ИСХОДНЫЕ ДАННЫЕ →
_ _ _ _

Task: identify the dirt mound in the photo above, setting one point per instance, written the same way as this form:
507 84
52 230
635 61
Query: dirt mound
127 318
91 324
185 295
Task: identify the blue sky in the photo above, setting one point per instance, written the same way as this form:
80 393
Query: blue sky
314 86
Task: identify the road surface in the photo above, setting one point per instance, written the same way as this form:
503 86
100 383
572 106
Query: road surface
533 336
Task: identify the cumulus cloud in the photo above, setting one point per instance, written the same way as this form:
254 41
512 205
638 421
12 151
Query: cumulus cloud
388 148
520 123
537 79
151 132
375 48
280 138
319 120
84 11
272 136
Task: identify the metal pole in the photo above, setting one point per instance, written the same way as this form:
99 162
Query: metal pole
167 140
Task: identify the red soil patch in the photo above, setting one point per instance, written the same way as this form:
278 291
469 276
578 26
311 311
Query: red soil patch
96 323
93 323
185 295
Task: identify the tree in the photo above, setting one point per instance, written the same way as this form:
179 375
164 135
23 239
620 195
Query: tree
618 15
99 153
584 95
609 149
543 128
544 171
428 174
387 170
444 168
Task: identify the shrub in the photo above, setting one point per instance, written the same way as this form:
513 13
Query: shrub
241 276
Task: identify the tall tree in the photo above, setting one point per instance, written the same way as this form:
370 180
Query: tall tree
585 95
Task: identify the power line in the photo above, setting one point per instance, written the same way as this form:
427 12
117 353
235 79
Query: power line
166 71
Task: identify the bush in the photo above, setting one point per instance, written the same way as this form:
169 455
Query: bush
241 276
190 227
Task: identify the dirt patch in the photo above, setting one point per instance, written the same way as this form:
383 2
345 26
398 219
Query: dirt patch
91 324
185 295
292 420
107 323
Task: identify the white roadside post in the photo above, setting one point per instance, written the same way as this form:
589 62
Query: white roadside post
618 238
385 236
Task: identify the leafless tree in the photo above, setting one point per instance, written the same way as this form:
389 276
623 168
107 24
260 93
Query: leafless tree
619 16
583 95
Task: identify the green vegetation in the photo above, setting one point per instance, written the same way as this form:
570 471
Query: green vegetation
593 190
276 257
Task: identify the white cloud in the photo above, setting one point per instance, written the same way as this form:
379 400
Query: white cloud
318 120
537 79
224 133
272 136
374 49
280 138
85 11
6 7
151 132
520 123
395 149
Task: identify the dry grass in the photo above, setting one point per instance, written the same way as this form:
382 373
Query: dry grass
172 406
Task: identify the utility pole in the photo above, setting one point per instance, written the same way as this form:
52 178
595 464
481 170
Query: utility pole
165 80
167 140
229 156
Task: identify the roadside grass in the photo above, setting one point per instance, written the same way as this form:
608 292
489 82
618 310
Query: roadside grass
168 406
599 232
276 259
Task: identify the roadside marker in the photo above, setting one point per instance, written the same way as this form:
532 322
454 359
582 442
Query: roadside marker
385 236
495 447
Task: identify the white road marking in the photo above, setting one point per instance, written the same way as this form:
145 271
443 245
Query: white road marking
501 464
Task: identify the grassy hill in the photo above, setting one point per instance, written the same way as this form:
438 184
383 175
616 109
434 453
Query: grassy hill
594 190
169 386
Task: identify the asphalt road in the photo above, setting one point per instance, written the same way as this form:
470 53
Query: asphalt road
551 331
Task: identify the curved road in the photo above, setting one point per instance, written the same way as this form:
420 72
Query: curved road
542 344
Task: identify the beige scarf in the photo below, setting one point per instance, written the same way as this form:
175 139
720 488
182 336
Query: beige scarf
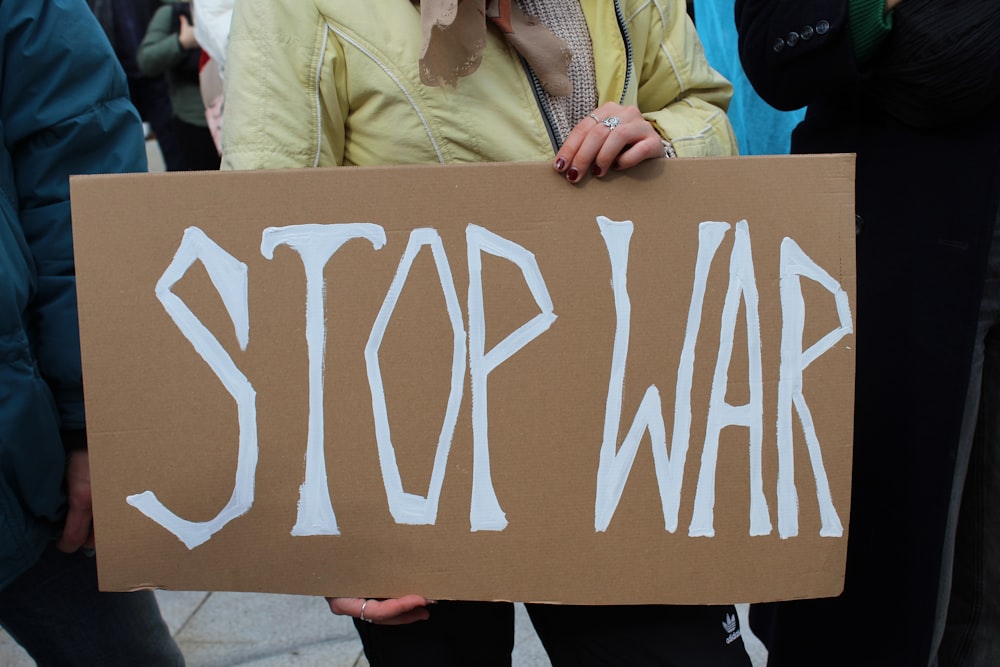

_ _ _ _

ЗАДАНИЕ → Оформите в виде таблицы Markdown с колонками «Номер» и «Строка» всё, начиная со строки, содержащей «Task: identify the white cloud», включая её, и до конца данных. Пустые строки пропустите, изображения в ответ не включайте.

ОТВЕТ →
| Номер | Строка |
|---|---|
| 1 | Task: identify the white cloud in the photo above, setting one point per instance, written the same way as this form: |
| 2 | 379 400 |
| 3 | Query: white cloud |
| 4 | 318 120 |
| 5 | 537 79 |
| 6 | 224 133 |
| 7 | 272 136 |
| 8 | 374 49 |
| 9 | 280 138 |
| 10 | 85 11 |
| 11 | 6 7 |
| 12 | 151 132 |
| 13 | 520 123 |
| 14 | 395 149 |
| 15 | Task: identify the dry grass in the photo above, setting one point per instance, written the same way as this form: |
| 16 | 382 373 |
| 17 | Query: dry grass |
| 18 | 172 406 |
| 19 | Task: identify the utility pole in the photo above, setting one point per instance, written the same way as this form: |
| 20 | 52 178 |
| 21 | 595 464 |
| 22 | 481 170 |
| 23 | Query: utility pole |
| 24 | 165 80 |
| 25 | 167 140 |
| 26 | 229 156 |
| 27 | Task: identify the roadside grass in the photo above, setting one point per instance, written the same way as this form: |
| 28 | 608 292 |
| 29 | 489 82 |
| 30 | 618 310 |
| 31 | Query: roadside grass |
| 32 | 168 406 |
| 33 | 599 232 |
| 34 | 276 259 |
| 35 | Task: identify the roadside marker in the photo above, setting one point per instance, written the same way as this form: |
| 36 | 532 322 |
| 37 | 454 359 |
| 38 | 582 442 |
| 39 | Query: roadside marker |
| 40 | 385 236 |
| 41 | 495 447 |
| 42 | Task: identify the white road marking in the photo above, setting one point per instance, written the same way as this form: |
| 43 | 145 271 |
| 44 | 443 245 |
| 45 | Query: white road marking |
| 46 | 501 464 |
| 47 | Task: identify the grassy hill in the photo above, setting one point per instance, written the same way as this form: |
| 48 | 438 184 |
| 49 | 383 175 |
| 50 | 616 109 |
| 51 | 434 453 |
| 52 | Query: grassy hill |
| 53 | 594 190 |
| 54 | 169 386 |
| 55 | Task: identify the asphalt road in the photo above, setting one point per instance, written the same way as this form: |
| 56 | 470 53 |
| 57 | Query: asphalt road |
| 58 | 551 331 |
| 59 | Task: identify the curved road in the photo above, setting one point per instance, written the same way as this form: |
| 60 | 420 72 |
| 61 | Query: curved road |
| 62 | 542 344 |
| 63 | Task: identify the beige scarf in the photo below, setting one point per instance, written the same way as this form: |
| 64 | 175 139 |
| 65 | 720 488 |
| 66 | 182 336 |
| 67 | Query: beige scarf |